→ PROBLEM TO SOLVE:
Copy out all of the records below, switching "thickest part" to "widest part" wherever it occurs and keeping everything else the same. Leave the pictures out of your copy.

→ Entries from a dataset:
--------------------------------
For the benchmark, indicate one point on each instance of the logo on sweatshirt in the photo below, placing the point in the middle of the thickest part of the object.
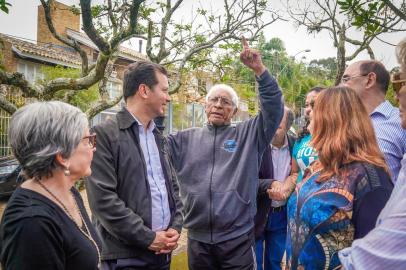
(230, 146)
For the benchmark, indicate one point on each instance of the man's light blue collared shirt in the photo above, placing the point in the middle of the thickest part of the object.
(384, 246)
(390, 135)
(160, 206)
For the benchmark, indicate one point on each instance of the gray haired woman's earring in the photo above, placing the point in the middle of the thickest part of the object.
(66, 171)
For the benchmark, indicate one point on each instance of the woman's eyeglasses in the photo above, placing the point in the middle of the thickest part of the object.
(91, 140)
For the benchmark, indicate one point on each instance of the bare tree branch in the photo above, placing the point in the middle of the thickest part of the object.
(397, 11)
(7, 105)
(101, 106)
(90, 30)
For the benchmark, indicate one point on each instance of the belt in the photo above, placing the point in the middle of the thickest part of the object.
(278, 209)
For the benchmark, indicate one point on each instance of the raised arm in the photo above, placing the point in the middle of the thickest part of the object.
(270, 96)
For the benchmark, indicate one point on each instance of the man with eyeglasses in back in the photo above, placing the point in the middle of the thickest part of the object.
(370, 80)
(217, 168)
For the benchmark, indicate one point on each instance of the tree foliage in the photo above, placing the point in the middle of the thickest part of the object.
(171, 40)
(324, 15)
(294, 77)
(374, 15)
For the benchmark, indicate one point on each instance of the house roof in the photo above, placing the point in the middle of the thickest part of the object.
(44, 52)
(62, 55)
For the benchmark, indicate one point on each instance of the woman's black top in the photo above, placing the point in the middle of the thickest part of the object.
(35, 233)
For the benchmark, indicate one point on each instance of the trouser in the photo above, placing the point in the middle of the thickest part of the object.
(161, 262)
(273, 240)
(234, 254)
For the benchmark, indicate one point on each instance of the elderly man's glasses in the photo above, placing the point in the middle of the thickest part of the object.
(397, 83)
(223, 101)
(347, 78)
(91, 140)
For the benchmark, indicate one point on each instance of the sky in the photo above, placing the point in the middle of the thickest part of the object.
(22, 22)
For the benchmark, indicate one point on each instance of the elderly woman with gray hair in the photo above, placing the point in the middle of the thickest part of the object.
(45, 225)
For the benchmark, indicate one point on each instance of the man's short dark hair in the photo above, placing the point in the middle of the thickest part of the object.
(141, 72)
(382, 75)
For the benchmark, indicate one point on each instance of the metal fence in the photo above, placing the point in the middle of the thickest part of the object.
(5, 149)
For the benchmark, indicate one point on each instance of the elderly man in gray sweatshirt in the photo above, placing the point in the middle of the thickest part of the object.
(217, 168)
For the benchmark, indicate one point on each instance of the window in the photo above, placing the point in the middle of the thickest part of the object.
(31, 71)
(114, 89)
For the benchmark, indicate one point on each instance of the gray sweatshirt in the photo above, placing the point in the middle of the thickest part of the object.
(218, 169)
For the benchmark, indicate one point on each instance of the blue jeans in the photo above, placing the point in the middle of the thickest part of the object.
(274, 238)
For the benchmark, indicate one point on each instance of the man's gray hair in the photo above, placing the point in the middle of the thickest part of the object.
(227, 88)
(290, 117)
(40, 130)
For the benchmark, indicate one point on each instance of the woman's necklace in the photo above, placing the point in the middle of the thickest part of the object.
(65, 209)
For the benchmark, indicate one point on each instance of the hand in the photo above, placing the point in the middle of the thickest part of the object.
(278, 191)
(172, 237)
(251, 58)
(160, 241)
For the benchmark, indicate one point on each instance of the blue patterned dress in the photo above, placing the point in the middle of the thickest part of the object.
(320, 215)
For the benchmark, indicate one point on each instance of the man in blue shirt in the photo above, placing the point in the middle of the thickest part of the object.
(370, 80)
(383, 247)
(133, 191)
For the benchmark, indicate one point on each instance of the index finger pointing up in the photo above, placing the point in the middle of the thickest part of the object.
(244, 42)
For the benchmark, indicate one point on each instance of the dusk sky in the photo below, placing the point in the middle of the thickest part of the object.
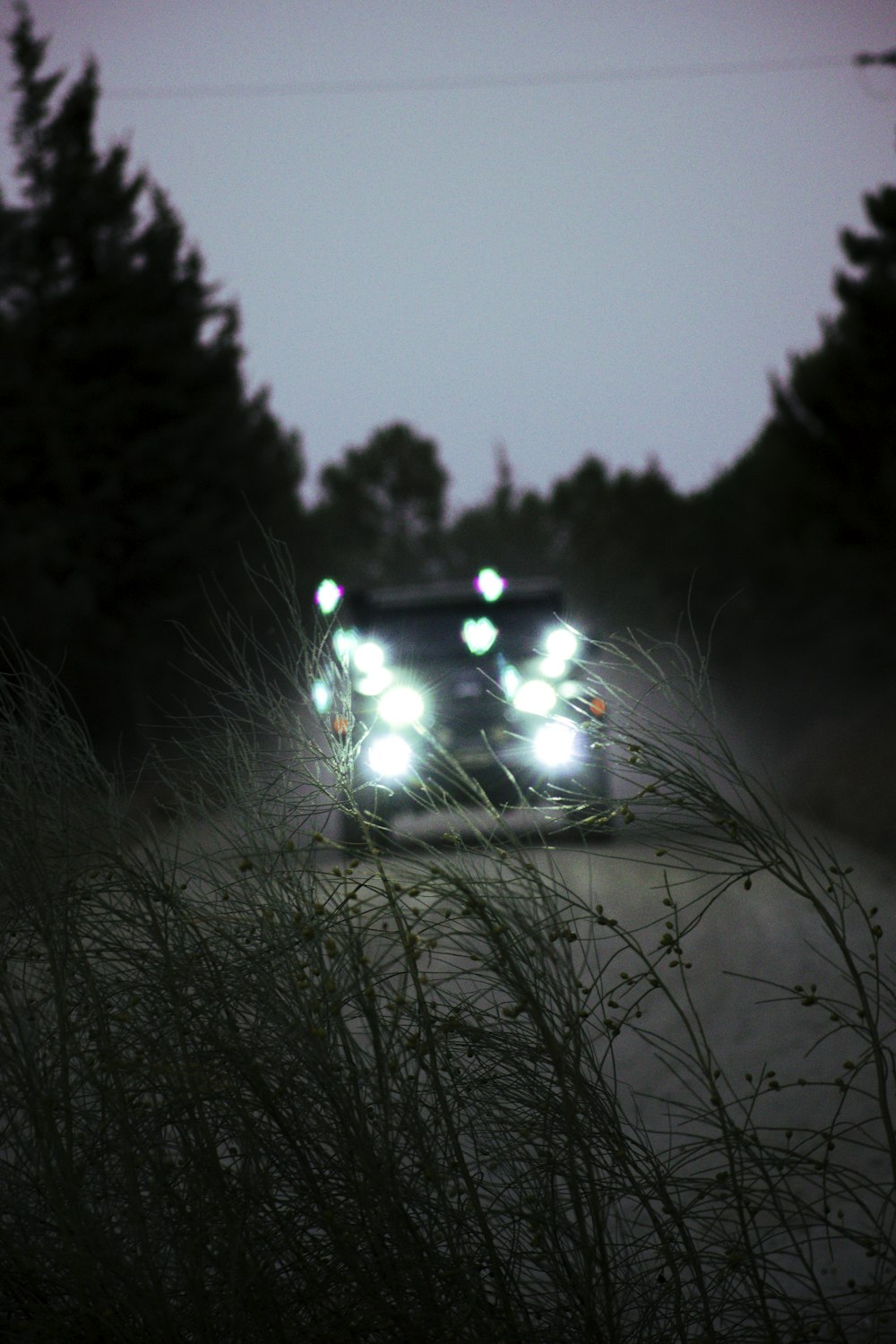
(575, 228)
--------------------------------
→ FINISHED EXERCISE:
For the benchmark, indicate one point on each instance of the logo on sweatshirt in the photo below, placing the point in the middle of the widest part of the object.
(230, 146)
For the benchmark, indicate one point on each instance of the man's light blue collared shirt in the photo above, placing the point in the middle of the widest part of the object.
(384, 246)
(390, 135)
(160, 206)
For the benchmark, indicate one point on each instance of the gray haired woman's earring in the photo above, placing the point in the middle of the widest part of the object.
(66, 171)
For the benchmark, indicate one point on each instance of the woman's eyeglasses in the photo above, placing the point in the middle of the widest part of the object.
(91, 140)
For the benchmark, indicate one point on each instance of the bare tree branch in the photo above, placing the point in the middle of the widest part of the object.
(397, 11)
(7, 105)
(101, 106)
(90, 30)
For the benchmark, indicate one point on each instance of the belt in the photo above, placing the point in the middle of the widest part of the object.
(278, 209)
For the benchmark, indicate one point on each instance of the raised arm in the photo above, placing the point in the middle of the widest part of the object.
(270, 96)
For the benchmark, indicate one point on each instance of the man with eyeglasses in back in the photo above, placing the point in the middle of the widest part of the object.
(370, 80)
(217, 168)
For the benchmark, indicate one point on each instance of the tree foliage in the photo above, placing the point in the middle of the widest part of the object.
(171, 40)
(324, 15)
(294, 77)
(374, 15)
For the benchmark, indicate one point on each instance of the house roof in the photo above, placing the point in the middle of the widest part of the object.
(44, 52)
(62, 55)
For the benchmark, indicate one point on each instance of the woman's black top in the photo above, placing the point in the middle of the widest part of the object.
(35, 233)
For the benchmark, indicate one point on each instance of the trouser in the photo above, placing the point in the middle of the widest part of the object.
(161, 262)
(273, 240)
(234, 254)
For the benchmark, indicate one point on each instance of the elderly man's glasses in the photo above, placing the point in the middle of the widest part of the object.
(397, 83)
(223, 101)
(347, 78)
(91, 140)
For the benchmark, indicate one point on each instance of the sky in the photo above, placing the point in the middle of the widest part of the object.
(22, 22)
For the benchmark, indicate one point on each instance of the elderly woman with gray hair in the photo above, placing the point in the middle of the widest part of the object.
(45, 225)
For the benchmark, indicate one point on each instance of the man's short dark hair in the photo above, placing the point in the middle of the widest part of the object.
(141, 72)
(382, 75)
For the benchmark, indicate one point on each instance of the metal fence in the photo above, placing the point in the middle of the widest part of the object.
(5, 149)
For the benchmark, indicate one point on each instance of the elderly man in gray sweatshirt in the photo above, placing the point in the middle of the widest part of the object.
(217, 168)
For the benchmark, indicate one point on each instance of the window in the photo above, placing the point in the middle of the widest part of the object.
(31, 71)
(114, 89)
For the benchmark, indicate one point on each instance of the gray sweatshirt in the photo above, placing the point in the middle of the widest part of the object.
(218, 169)
For the benchmark, indicate one point on each instance of the blue jeans in the photo above, placing the point in the middle of the widest part of the object.
(274, 238)
For the benchmark, indicate one point on each instance of the man's gray hair in the photo above, placing the point in the middle of the widest part of the object.
(227, 88)
(290, 117)
(40, 130)
For the benchmark, indicate one point on each instance of the woman's necklace in the photo above, placing the point in the middle of the widest part of the object.
(65, 209)
For the benchmark, indicate one point on each instance of the hand in the photo above, placing the point in the middle of the widest part of the object.
(278, 191)
(172, 237)
(251, 58)
(160, 241)
For the benchmark, indicate one point on each instance of the blue patterned dress in the photo above, placing the point in the middle of the widest part of the object.
(320, 215)
For the benchmark, indicate one point on each instance of the man in blue shirt in the photo above, placing the point in the middle of the widest part of the object.
(370, 80)
(383, 247)
(133, 191)
For the benchmark, indicate one point on each instance of the index finger pointing up in the photo above, placing the point in the middle of the widest part of the object.
(244, 42)
For the benchmark, indicate one point on each instance of the dusk sky in the photo below, placing the point in the middle of the widest part of the object.
(575, 228)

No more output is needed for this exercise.